───── DATA IN THIS EXERCISE
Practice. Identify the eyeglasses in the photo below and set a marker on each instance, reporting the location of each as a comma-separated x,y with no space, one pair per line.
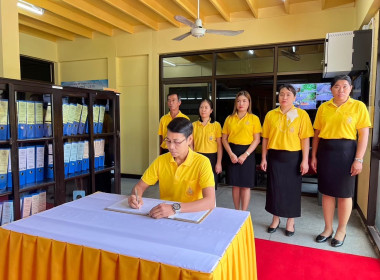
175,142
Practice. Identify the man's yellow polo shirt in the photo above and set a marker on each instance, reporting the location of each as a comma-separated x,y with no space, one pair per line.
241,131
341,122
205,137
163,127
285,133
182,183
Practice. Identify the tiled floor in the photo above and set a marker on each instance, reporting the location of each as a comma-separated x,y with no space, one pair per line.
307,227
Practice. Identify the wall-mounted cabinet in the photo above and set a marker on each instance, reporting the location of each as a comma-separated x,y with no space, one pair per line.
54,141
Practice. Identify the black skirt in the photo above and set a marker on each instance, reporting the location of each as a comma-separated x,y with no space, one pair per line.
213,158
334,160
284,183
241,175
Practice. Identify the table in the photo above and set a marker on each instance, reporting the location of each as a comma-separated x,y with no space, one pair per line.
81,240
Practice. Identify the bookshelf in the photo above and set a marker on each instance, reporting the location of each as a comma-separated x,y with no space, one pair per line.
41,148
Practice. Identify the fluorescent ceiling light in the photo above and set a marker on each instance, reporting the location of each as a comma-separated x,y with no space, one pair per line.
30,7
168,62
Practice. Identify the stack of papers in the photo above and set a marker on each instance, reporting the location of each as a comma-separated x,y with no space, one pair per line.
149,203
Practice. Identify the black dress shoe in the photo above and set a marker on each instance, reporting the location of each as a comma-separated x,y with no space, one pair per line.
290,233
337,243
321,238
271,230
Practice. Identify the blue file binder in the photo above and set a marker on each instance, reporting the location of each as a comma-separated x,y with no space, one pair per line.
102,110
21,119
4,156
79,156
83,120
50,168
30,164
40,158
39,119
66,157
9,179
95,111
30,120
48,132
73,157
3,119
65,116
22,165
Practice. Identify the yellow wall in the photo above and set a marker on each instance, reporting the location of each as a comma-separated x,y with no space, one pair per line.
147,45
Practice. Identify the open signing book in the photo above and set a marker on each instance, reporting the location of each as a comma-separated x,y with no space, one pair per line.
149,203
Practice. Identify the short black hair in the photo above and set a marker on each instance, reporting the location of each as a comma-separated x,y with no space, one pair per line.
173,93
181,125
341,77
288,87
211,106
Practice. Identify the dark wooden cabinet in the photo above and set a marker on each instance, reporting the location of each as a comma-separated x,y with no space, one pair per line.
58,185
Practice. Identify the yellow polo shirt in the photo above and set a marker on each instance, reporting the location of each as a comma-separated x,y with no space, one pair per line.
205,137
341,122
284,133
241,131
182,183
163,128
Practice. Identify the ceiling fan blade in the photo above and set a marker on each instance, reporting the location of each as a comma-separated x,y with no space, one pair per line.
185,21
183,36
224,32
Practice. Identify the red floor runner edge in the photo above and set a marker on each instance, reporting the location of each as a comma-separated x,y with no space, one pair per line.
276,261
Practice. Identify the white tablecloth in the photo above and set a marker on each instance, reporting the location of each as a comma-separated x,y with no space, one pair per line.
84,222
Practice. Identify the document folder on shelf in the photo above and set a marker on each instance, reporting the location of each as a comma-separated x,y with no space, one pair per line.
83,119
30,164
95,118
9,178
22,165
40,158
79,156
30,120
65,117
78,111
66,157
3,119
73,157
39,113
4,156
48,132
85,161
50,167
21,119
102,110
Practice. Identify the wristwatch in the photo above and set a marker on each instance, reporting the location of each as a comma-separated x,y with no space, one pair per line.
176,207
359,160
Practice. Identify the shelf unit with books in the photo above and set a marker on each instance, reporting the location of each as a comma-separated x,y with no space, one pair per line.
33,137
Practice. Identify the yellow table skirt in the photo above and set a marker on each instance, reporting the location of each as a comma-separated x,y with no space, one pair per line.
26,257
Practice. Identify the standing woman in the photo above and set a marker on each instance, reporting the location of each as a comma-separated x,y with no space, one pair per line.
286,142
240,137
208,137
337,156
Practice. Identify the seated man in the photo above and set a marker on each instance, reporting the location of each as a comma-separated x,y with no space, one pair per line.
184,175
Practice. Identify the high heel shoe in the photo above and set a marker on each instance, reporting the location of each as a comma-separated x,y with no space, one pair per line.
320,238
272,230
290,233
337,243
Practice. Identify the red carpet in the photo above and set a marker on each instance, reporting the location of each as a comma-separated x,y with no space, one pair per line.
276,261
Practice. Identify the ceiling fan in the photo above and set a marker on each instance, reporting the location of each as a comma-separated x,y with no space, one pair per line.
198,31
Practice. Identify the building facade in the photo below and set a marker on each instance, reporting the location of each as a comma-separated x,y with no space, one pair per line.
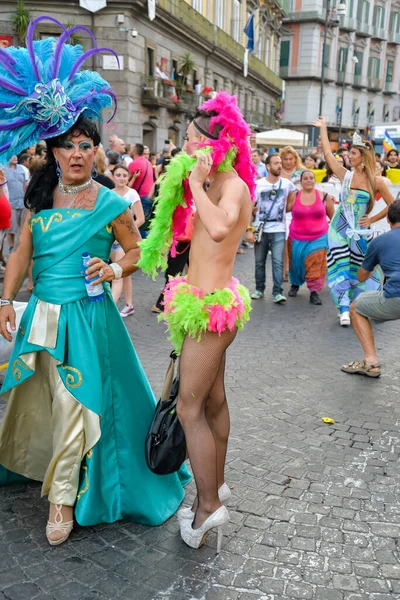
──────────
## WORK TO BE COMPLETED
Write out every line of the material above as a numbered list, skipping any blank lines and leaving out the pictures.

## RESPONSE TO THIS TASK
1. Practice. Identify the eyeglasses in the photo below and set a marker on each instance, reporting the location of each as a comma-separated x,y with no space, one pair per line.
2. 175,142
3. Practice. Identify the man's yellow polo shirt in the photo above and set a marker on each instance, reporting the location of each as a comma-separated x,y with no space, one pair per line.
4. 241,131
5. 341,122
6. 205,137
7. 163,127
8. 285,133
9. 182,183
10. Practice. Identify the tiled floor in the photo above and set a marker on each instance, reporting the location of each as a comma-separated x,y with no space, one pair per line.
11. 307,227
12. Practice. Identify the wall-mounted cabinet in the photo above and set a marker on each instance, reporting the location of each as a comma-separated x,y with no space, one pair per line.
13. 54,141
14. Practice. Identify the black skirt in the photo above and set a marker on each instance, reporting the location of each as a comma-separated x,y with no space, one pair per line.
15. 213,158
16. 334,160
17. 284,183
18. 241,175
19. Practice. Identify the table in the photo above and set a marker on each instance, reporting the location of each as a comma-separated x,y with no space, one pair per line.
20. 81,240
21. Practice. Identify the bookshelf in the photo above and set a marker on each instance, reporting the location of each as a comma-separated x,y with no space, one pair per line.
22. 41,148
23. Practice. Identify the fluorescent ceiling light in the photo above and set a marker on each instance, reporting the location of each as a comma-separated x,y with no space, one pair per line.
24. 30,7
25. 168,62
26. Practice. Identify the stack of papers in the photo above and set a marker on each instance, reporting the location of each as a comma-separated x,y with no space, one pair per line.
27. 149,203
28. Practice. Identify the black dress shoe in the photo above and set a marker on each instance, reporting the location of each as a comma-separated x,y with no space, one pair per line.
29. 290,233
30. 337,243
31. 321,238
32. 271,230
33. Practice. Identify the blue file binder in the photo above and set a marker on each instance, reporting the location of each as a comma-separated x,y with no space, one pair per line.
34. 102,110
35. 21,119
36. 4,156
37. 79,156
38. 83,120
39. 50,168
40. 30,164
41. 40,158
42. 39,119
43. 66,157
44. 9,179
45. 95,111
46. 30,120
47. 48,132
48. 73,157
49. 3,119
50. 65,116
51. 22,165
52. Practice. Identify the yellow wall in the photo above and set a marker on each instance, reporting the location of each as a comma-separated x,y with no space, one pair per line.
53. 147,45
54. Practice. Identify the open signing book in the photo above and set a marker on each instance, reporting the location of each as a comma-separated x,y with no space, one pair per line.
55. 149,203
56. Practice. Identify the short black hair in the photo above and set a marker on each instance, reporting the location of each as a comma-separated x,y with no space, one pair per line.
57. 173,93
58. 181,125
59. 341,77
60. 288,87
61. 211,106
62. Practice. Identify the dark wooden cabinet in the photo above and set a marker on each instance, reporting the location of each as a comma-separated x,y with no space, one pair per line.
63. 58,185
64. Practice. Identify the yellow polo shirt in the photo above and set a marker on each instance, reporting the location of each as a comma-separated x,y with no space, one pair per line.
65. 205,137
66. 341,122
67. 284,133
68. 241,131
69. 182,183
70. 163,128
71. Practice. Identify the ceiling fan blade in the photo above and set a marker on each instance, reporting the location of each as a comma-separated x,y with no space, one pair per line.
72. 185,21
73. 183,36
74. 224,32
75. Practice. Identify the red floor runner edge in the photo above and set a marker on each instance, reporting the location of each as a comma-separated x,y with no space, one pair per line.
76. 276,261
77. Practice. Identify the white tablecloth in the photo above and set a marker on each instance, reporting the location of each as a comma-separated x,y with no space, one pair per line.
78. 84,222
79. Practice. Identify the document folder on shelf in the photo above and set a marker on each instance, reporting the location of each as a comma-separated x,y with no space, one pair per line.
80. 83,119
81. 30,164
82. 95,118
83. 9,178
84. 22,165
85. 40,158
86. 79,156
87. 30,120
88. 65,117
89. 78,111
90. 66,157
91. 3,119
92. 73,157
93. 39,113
94. 4,156
95. 48,132
96. 85,161
97. 50,167
98. 21,119
99. 102,110
100. Practice. Identify the wristwatch in the photo above and set a marker on each instance, reporting the location of each as a comma-separated x,y with no space, one pair per line.
101. 176,207
102. 359,160
103. Practice. Identify the shelf unit with books in the photo above and set a marker on each instance, reporting the location of each as a comma-separated x,y with no space, one pair per line.
104. 33,137
105. Practice. Identify the yellow table skirt in the photo above and set a marker on each instance, reporting the location of each as a comma-separated x,y with no space, one pair per line.
106. 26,257
107. Practice. Identify the standing woman in the photo above and set a marker on each instance, reporting the location of each as a comma-separated x,y with no space, one pair per line.
108. 286,142
109. 240,137
110. 208,137
111. 337,156
112. Practice. Identify the seated man in the photo above and set a marker on each instance, reporting the location of each as a comma-separated x,y with no space, one pair per line.
113. 184,175
114. Practice. Identify the high heel shoe in the photo above and set a marker on each instance, reporting the location of each as a comma-separated x,y with no space, one pair per line.
115. 320,238
116. 272,230
117. 290,233
118. 337,243
119. Practice. Identify the red carpet in the photo above and set a marker on each instance, reporting the location of each as a comma-separated x,y with no space, one pair per line.
120. 276,261
121. Practice. Identify the ceiling fan in the photo above and set a marker on each instance, reporting the location of each as a comma-separated x,y with no space, one pair per line.
122. 198,31
123. Practice. Identify the building facade in the photo below and set a marker on each instance, reporting the location of each as a comma-separated x,y with no space, one pair per line.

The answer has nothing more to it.